From the text on the Rijksmuseum's metadata vocabularies, list every language in which Iconclass concept labels are available.

SELECTED TEXT =>
++++

The Rijksmuseum uses the Art & Architecture Thesaurus for the dc:type and dc:format metadata fields. A small subset of the available concepts is used: 305 distinct formats and 124 distinct types. As can be seen in the type frequency distribution in Fig. 3(a), a small number of concepts is often used. This is also the case for the format field. For example, the top three types are prints (183,916), stereoscopic photographs (3,480) and plates (1,617). The museum refrains from assigning art styles to objects, since it is often debatable to which art style an object belongs.

The Iconclass vocabulary15

¹⁵

http://www.iconclass.nl/.

contains 39,578 concepts, providing ‘a systematic overview of subjects, themes and motifs in Western art’. An official Linked Data version was released in 2012. Concepts are identified with codes and SKOS relations are used to create an hierarchy between them. Labels of concepts are available in English, German, French, Finnish and Italian. An example of a code used in Iconclass is 7, which refers to the “Bible” and is connected to the concept 71O7, “the book of Jeremiah”, using skos:narrower predicates. Context dependent modifiers can be added to the codes: for 71C131(+3), the code 71C131 indicates “the sacrifice of Isaac”, while the modifier (+3) indicates that one or more angels are depicted on the artwork.

The museum uses the Iconclass vocabulary to describe subject matter. Iconclass codes are added by cataloguers during the registration process described in Section 2. Out of the 39,578 concepts in the vocabulary, 10,434 are used to add information to an object. Of the 351,814 collection objects, 172,059 have one or more Iconclass annotations. As Fig. 3(b) shows, many of the concepts are often used, while on average a code is used 27 times.

Fig. 3.

Frequency distributions of the top 50 concepts of AAT and Iconclass that the collection objects are linked to.

++++

LISTED ENTRIES =>
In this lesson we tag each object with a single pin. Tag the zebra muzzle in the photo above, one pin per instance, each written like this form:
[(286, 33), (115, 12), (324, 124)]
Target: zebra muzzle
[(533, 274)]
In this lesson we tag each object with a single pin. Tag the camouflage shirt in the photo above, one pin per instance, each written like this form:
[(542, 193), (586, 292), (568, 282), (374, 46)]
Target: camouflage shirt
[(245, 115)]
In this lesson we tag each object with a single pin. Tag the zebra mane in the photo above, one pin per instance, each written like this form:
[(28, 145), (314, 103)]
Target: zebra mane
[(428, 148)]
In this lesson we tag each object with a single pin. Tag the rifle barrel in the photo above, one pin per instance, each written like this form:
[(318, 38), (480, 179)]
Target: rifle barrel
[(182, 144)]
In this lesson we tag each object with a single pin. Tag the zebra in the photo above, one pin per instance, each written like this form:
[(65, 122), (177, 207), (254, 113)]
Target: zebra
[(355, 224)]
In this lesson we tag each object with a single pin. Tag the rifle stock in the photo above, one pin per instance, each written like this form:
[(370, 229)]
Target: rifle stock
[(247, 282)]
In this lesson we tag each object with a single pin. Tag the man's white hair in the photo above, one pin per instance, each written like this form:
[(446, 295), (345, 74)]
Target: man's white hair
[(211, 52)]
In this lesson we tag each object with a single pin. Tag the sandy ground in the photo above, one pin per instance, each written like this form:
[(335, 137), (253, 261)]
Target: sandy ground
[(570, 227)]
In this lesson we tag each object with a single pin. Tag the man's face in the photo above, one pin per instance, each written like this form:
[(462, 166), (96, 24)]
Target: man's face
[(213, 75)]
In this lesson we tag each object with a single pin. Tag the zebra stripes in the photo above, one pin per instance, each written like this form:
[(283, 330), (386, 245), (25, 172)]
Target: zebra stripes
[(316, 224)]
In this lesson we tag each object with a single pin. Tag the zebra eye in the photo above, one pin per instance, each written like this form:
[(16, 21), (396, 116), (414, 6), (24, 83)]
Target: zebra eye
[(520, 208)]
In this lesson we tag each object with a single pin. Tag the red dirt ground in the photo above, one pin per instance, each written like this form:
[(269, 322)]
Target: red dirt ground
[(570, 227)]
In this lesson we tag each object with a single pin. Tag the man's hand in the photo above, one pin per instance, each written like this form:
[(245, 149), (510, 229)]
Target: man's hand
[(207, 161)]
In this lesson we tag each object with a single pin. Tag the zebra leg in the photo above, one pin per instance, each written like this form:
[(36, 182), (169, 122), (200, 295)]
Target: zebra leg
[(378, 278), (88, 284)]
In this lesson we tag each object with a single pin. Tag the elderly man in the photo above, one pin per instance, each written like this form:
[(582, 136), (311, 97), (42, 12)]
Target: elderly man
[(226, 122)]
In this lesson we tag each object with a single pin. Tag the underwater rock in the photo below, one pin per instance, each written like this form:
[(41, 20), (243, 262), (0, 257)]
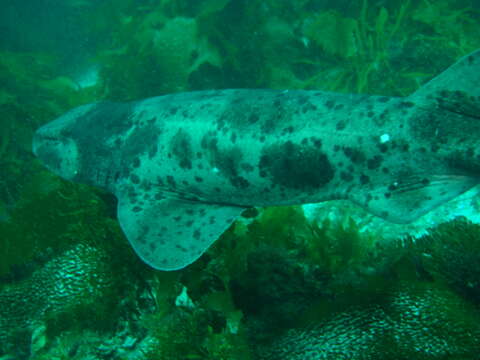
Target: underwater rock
[(79, 277), (418, 322)]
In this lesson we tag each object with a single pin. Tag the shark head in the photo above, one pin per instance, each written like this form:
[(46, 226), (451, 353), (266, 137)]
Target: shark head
[(80, 145), (447, 121), (55, 145)]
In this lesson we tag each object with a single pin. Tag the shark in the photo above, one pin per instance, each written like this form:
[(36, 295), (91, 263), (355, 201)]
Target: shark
[(184, 166)]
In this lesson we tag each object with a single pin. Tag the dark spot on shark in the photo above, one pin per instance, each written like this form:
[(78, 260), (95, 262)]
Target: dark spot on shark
[(288, 129), (295, 166), (316, 142), (355, 155), (374, 162), (406, 104), (341, 125), (197, 234), (364, 179), (135, 179), (171, 181), (330, 104), (253, 118), (240, 182), (346, 176), (181, 148), (153, 151), (247, 167)]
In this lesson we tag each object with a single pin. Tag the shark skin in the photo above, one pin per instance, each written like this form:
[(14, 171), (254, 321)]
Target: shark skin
[(184, 166)]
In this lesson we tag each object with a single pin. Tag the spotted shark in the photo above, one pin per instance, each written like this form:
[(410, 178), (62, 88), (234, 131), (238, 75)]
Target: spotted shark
[(184, 166)]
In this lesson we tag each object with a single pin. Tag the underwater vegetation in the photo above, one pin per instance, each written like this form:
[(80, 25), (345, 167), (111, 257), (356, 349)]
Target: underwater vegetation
[(276, 286), (77, 279)]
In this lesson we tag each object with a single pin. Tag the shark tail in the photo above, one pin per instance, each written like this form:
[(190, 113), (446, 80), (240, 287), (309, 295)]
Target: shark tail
[(457, 89)]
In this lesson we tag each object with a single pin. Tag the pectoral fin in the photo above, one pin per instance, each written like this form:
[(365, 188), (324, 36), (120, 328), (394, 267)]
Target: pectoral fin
[(405, 200), (169, 234)]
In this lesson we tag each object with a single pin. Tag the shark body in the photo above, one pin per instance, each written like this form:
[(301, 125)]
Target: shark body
[(184, 166)]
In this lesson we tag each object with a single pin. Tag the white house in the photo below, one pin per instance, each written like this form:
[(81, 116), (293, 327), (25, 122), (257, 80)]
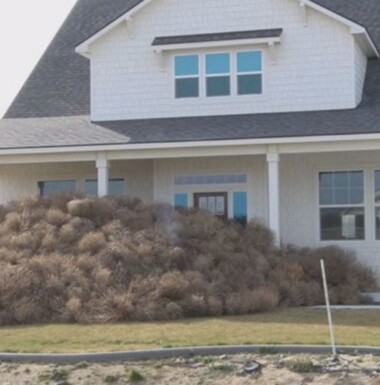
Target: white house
[(249, 108)]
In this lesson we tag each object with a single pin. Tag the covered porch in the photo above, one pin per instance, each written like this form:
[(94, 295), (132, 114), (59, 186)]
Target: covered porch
[(311, 193)]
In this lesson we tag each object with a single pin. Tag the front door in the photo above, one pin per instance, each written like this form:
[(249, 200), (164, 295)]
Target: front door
[(215, 203)]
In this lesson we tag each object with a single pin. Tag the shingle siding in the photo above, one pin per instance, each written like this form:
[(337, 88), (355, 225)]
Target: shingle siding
[(360, 62), (312, 70), (60, 83)]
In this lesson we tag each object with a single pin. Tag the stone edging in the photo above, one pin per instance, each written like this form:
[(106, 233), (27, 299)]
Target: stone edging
[(157, 354)]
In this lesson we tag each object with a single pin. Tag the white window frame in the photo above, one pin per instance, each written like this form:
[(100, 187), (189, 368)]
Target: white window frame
[(233, 74), (225, 74), (237, 73), (375, 205), (363, 205), (176, 77)]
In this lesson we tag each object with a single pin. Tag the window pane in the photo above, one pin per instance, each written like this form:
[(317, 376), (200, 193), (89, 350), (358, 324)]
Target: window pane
[(218, 86), (220, 206), (341, 179), (211, 205), (341, 196), (187, 88), (180, 200), (240, 207), (377, 186), (218, 63), (326, 179), (249, 84), (249, 62), (356, 195), (377, 216), (48, 188), (115, 187), (356, 179), (342, 223), (326, 196), (186, 65)]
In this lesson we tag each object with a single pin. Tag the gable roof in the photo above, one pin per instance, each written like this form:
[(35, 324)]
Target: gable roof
[(59, 84)]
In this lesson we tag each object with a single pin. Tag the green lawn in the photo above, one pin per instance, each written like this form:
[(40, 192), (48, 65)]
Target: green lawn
[(287, 326)]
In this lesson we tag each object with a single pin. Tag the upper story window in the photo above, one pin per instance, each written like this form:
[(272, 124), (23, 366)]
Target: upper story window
[(218, 74), (218, 78), (187, 76), (341, 203), (249, 73)]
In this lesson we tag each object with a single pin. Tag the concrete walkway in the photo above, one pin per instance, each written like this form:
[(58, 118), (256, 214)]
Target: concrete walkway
[(350, 307), (184, 352)]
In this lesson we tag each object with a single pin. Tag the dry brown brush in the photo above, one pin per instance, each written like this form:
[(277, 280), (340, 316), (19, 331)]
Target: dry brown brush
[(116, 259)]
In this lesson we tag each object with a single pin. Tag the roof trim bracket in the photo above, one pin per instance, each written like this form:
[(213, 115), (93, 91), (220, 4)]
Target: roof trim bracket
[(129, 24), (304, 10)]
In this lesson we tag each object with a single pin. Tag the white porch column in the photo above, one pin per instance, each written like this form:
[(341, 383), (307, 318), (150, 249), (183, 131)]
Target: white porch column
[(102, 164), (273, 160)]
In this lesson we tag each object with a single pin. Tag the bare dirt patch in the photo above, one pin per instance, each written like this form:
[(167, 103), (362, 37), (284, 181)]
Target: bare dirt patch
[(223, 370)]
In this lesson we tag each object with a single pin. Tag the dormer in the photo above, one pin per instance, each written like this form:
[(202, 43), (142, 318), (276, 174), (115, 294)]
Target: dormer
[(173, 58)]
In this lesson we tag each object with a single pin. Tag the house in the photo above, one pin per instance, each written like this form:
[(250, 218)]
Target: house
[(249, 108)]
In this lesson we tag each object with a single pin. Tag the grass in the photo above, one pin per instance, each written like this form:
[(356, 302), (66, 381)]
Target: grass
[(284, 326)]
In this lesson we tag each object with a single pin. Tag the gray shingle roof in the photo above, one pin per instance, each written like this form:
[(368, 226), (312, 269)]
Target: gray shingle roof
[(54, 132), (59, 87), (237, 35)]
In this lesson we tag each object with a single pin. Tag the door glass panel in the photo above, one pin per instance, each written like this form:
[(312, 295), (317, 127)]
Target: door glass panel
[(211, 205), (220, 206)]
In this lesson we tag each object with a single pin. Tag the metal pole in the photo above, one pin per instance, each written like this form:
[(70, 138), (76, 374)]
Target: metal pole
[(327, 298)]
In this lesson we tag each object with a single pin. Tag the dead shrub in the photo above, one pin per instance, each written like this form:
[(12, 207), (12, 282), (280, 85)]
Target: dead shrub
[(98, 211), (194, 306), (172, 286), (173, 311), (92, 242), (25, 241), (116, 259), (73, 308), (258, 237), (12, 222), (214, 306), (56, 217)]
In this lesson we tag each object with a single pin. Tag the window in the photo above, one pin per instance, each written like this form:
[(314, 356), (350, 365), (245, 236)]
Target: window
[(377, 204), (341, 200), (181, 201), (186, 76), (115, 187), (214, 203), (240, 207), (249, 73), (218, 74), (51, 187)]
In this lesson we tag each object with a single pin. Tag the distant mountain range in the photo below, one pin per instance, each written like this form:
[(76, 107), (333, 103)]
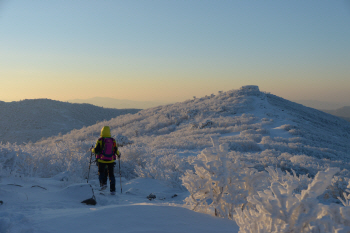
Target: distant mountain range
[(33, 119), (320, 105), (117, 103)]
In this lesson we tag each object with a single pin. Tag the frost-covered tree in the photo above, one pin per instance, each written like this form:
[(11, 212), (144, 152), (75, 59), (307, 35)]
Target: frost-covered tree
[(281, 209)]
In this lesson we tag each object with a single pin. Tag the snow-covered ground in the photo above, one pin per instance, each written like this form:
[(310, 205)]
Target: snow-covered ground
[(31, 120), (242, 155)]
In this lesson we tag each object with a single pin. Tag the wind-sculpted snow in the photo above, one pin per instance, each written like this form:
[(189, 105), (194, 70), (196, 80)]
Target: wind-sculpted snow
[(259, 133), (31, 120)]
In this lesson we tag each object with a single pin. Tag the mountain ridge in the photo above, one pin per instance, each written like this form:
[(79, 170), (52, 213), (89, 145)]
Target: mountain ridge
[(117, 103), (33, 119)]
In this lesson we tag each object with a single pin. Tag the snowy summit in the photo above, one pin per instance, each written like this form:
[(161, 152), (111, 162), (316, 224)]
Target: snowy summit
[(236, 161)]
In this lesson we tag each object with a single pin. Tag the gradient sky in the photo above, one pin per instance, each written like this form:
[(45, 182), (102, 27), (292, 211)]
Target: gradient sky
[(170, 51)]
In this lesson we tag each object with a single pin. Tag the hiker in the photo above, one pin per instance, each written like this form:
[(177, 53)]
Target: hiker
[(106, 152)]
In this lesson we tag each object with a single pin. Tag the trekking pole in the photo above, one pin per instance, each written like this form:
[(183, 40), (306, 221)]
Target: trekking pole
[(120, 177), (87, 181)]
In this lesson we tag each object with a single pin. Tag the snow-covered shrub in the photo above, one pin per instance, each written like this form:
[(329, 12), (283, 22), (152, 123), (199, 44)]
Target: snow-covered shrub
[(281, 209), (346, 201), (220, 181)]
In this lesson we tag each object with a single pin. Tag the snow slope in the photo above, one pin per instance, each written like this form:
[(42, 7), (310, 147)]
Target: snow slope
[(47, 206), (259, 129), (31, 120)]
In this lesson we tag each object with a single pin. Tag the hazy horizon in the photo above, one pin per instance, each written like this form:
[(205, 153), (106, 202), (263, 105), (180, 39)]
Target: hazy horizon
[(170, 51)]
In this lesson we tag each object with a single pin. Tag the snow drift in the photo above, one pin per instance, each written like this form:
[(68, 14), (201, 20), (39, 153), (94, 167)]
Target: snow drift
[(235, 153)]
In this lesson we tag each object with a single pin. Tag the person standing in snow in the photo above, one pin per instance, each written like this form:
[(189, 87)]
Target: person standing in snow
[(106, 152)]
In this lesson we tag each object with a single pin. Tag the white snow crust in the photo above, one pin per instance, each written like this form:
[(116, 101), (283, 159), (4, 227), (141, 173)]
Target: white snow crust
[(242, 156)]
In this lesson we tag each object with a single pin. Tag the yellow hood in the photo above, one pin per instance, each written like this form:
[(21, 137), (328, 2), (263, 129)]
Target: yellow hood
[(106, 132)]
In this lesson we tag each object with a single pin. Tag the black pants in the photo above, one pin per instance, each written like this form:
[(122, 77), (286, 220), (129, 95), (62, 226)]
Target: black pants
[(104, 170)]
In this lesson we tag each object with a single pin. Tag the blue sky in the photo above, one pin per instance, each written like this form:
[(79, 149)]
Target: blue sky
[(172, 50)]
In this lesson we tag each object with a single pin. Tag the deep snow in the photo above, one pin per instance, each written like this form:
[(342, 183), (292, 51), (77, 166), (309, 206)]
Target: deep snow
[(258, 128)]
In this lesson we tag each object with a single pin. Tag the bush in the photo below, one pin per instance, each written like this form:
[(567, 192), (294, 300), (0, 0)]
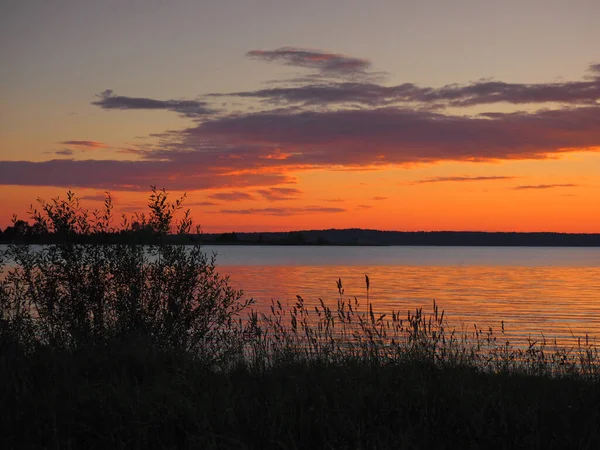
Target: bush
[(70, 295)]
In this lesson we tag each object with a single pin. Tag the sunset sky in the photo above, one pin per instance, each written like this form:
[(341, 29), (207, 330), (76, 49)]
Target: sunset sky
[(286, 115)]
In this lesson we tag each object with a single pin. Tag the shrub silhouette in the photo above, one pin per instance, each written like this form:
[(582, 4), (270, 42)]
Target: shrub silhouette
[(70, 295)]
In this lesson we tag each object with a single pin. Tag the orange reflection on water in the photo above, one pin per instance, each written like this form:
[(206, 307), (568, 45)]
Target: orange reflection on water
[(556, 302)]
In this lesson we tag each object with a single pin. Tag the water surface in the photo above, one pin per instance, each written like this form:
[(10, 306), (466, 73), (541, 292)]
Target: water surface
[(540, 290)]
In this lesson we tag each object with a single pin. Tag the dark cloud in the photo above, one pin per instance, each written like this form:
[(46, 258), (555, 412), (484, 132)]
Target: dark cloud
[(477, 93), (261, 149), (129, 175), (233, 152), (545, 186), (207, 203), (96, 197), (232, 196), (282, 211), (461, 179), (324, 62), (64, 152), (358, 138), (278, 193), (87, 144), (187, 108)]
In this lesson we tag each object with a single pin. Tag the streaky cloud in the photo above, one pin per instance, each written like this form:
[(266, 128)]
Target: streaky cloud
[(232, 196), (87, 144), (282, 211), (187, 108), (462, 179), (325, 62), (279, 193), (546, 186)]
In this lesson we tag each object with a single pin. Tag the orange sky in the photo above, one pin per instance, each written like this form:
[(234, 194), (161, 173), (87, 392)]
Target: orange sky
[(356, 118)]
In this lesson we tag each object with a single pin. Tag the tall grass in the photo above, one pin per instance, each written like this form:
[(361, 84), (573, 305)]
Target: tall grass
[(124, 346)]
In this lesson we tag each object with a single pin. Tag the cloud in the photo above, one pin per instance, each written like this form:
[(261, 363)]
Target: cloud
[(462, 179), (278, 193), (86, 144), (229, 152), (177, 175), (65, 152), (206, 203), (264, 148), (481, 92), (100, 197), (187, 108), (282, 211), (232, 196), (324, 62), (386, 136), (545, 186)]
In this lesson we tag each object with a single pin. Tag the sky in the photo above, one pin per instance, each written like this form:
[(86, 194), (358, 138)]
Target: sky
[(288, 115)]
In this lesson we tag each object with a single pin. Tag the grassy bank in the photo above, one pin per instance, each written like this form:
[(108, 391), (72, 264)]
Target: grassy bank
[(136, 397), (122, 346)]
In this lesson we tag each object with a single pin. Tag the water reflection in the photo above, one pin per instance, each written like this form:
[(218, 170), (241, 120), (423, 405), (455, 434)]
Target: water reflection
[(560, 302)]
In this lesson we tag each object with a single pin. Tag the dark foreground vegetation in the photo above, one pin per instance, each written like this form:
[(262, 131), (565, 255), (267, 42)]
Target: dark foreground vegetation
[(119, 346)]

++++

RESULT FOR THIS TASK => English, German, French, Finnish, Italian